### YOUR GOAL
Could you copy the lines below exactly, leaving none out?

------ AVAILABLE DATA ------

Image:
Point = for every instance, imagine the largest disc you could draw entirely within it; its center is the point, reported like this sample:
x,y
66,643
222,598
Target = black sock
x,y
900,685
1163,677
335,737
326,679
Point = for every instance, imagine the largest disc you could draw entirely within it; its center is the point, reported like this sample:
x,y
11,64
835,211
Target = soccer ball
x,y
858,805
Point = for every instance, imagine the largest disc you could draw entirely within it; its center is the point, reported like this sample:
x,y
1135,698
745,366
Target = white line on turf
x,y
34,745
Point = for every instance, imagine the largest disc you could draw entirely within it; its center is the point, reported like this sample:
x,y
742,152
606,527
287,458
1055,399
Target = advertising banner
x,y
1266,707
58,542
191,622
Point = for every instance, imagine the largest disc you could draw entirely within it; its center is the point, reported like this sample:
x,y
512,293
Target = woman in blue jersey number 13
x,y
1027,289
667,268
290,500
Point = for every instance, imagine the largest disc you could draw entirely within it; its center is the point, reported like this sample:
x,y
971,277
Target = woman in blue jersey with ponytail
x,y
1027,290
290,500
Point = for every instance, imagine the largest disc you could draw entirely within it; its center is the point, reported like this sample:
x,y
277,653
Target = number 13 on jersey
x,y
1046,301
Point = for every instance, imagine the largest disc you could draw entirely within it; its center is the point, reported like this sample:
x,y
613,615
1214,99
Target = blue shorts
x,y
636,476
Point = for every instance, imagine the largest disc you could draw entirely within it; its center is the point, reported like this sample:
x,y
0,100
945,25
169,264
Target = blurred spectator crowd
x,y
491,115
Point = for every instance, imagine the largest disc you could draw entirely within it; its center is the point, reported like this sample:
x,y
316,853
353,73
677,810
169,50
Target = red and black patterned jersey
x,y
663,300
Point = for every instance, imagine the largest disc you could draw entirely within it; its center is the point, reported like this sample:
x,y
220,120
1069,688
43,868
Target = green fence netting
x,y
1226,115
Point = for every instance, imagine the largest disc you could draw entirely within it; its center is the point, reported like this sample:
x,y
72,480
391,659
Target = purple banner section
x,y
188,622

------

### RESULT OF THE EXERCISE
Image:
Point = for every instance, imagine the largest disc you could draw entirely within it; its center is the point, reported like this sample:
x,y
66,643
222,598
Target = black sock
x,y
900,685
1163,677
335,737
326,679
Point = for every instance, imagine the largest disc you could draw entirely within it; its center is the point, reported like this sample:
x,y
11,64
835,211
Target = soccer ball
x,y
858,805
Point = for every instance, imagine the largest disc you could draw entirely within it; its center is the point, reported like this sample:
x,y
1135,698
745,366
Target = white line on turf
x,y
34,745
Point = for every instance, imagine the largest disc you could draw entirely within it; its center is the point, reported like this sample:
x,y
742,152
606,527
287,458
1055,399
Target = advertising banner
x,y
1266,707
58,542
191,622
Point = for every instance, imagine the largest disc you could draw entirely within it; its center is the point, reported like this sample:
x,y
512,293
Target = woman in blue jersey number 13
x,y
1027,289
667,268
290,500
Point = for every instance, imagine the largest disc you could draw entirely within it; its center is the point, reported like this sample:
x,y
971,277
Target = woman in blue jersey with ponytail
x,y
1027,290
290,500
Point = for every instance, imagine the largest disc you could draw entirely within it; its center is the point, reported like this sample:
x,y
277,653
Target = number 13 on jersey
x,y
1046,301
Point = for every instance, imagine the largest disc you could draw entirely within it; its center is the point, reported like this sample:
x,y
613,615
1214,99
Target = blue shorts
x,y
636,476
Point = for every instance, imagine the largest disc you could draw entirely within it; its center is the point, reported like this sample:
x,y
0,100
945,25
169,264
Target = blurred spectator crowd
x,y
491,115
Point = for every instance, imagine the largest disc you could draw entirely within it; its center is the point, reported like this sample:
x,y
316,853
353,73
677,810
169,50
Target = red and black patterned jersey
x,y
663,300
Point = for every instance, imagine the largest disc you could draw entirely within it; its center is the point, reported like this sample:
x,y
220,120
1069,688
43,868
Target = green fence netting
x,y
1226,115
Point = for every instance, imagine the largest disc you could draw entirely within it; its center is the point, reported like this sample:
x,y
72,480
391,659
Target = purple banner section
x,y
188,622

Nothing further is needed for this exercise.